→ **WHAT IS EXPECTED**
Locate each line in the records below that contains the word "surface", matching case exactly, and copy those lines out in full.

→ **DATA IN THIS EXERCISE**
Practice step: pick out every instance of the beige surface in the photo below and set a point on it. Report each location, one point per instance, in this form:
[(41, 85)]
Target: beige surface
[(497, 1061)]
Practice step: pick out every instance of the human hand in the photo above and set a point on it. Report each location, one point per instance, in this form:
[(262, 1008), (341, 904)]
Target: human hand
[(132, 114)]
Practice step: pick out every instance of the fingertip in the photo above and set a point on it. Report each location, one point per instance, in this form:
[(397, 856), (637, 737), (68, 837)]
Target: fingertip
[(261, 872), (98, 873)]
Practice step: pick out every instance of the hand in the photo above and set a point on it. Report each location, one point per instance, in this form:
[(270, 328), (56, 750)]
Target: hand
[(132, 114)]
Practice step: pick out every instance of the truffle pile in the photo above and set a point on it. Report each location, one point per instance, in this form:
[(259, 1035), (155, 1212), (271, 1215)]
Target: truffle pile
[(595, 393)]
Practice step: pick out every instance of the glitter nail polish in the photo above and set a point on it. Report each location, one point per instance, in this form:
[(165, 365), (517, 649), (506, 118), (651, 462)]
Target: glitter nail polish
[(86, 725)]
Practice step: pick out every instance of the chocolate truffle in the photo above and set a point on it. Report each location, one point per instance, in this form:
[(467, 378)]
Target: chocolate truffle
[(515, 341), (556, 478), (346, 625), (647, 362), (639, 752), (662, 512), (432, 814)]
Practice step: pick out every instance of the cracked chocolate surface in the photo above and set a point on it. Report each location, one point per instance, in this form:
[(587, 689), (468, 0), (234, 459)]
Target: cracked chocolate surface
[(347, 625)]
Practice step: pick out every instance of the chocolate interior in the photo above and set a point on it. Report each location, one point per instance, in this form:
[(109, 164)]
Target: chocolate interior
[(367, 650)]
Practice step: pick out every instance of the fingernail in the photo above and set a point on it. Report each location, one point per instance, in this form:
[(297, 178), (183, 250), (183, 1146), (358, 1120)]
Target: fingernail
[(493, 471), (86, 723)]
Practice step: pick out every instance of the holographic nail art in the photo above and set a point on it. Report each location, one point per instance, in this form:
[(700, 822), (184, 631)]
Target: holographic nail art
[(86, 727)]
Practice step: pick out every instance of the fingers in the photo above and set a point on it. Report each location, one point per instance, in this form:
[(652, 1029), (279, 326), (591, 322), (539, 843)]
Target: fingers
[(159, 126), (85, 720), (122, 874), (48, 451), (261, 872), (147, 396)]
==
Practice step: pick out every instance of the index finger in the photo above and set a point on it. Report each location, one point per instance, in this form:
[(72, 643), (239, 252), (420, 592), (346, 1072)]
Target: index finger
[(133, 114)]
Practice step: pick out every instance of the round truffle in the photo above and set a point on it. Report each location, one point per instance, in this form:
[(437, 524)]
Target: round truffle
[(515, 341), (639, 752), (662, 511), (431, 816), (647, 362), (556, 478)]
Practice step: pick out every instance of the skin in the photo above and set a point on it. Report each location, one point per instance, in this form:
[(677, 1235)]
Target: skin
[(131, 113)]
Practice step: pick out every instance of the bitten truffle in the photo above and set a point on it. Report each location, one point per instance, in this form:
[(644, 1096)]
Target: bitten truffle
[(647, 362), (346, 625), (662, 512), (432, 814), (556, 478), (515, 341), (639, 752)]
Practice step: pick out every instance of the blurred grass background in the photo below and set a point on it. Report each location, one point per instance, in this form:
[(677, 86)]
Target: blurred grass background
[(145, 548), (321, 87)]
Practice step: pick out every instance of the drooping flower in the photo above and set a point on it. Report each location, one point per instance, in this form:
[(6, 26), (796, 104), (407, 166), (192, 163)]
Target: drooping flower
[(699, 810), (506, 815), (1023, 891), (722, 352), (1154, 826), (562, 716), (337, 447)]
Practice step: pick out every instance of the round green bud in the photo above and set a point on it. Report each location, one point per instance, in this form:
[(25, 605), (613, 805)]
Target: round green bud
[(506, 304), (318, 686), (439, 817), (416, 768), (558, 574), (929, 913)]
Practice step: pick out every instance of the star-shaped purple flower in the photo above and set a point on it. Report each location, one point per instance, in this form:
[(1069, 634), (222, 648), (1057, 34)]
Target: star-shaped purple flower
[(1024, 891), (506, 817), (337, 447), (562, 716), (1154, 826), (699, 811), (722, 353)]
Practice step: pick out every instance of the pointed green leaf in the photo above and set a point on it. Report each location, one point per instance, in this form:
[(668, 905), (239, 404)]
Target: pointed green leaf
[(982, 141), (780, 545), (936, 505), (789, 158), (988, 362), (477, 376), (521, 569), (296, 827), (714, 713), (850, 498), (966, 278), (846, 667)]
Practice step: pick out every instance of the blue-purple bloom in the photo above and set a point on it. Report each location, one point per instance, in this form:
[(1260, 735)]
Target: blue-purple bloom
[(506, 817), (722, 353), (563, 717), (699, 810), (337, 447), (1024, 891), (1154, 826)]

→ **RESULT OF THIS EXERCISE**
Practice step: pick out every instance of the beige surface in the photo below and set a point on it. Report each location, one point per instance, in this form:
Target: beige surface
Practice step: pick out every instance of the cracked chocolate surface in the photo above and set a point on it. Report each location, one point per instance, in this form:
Target: cracked chocolate surface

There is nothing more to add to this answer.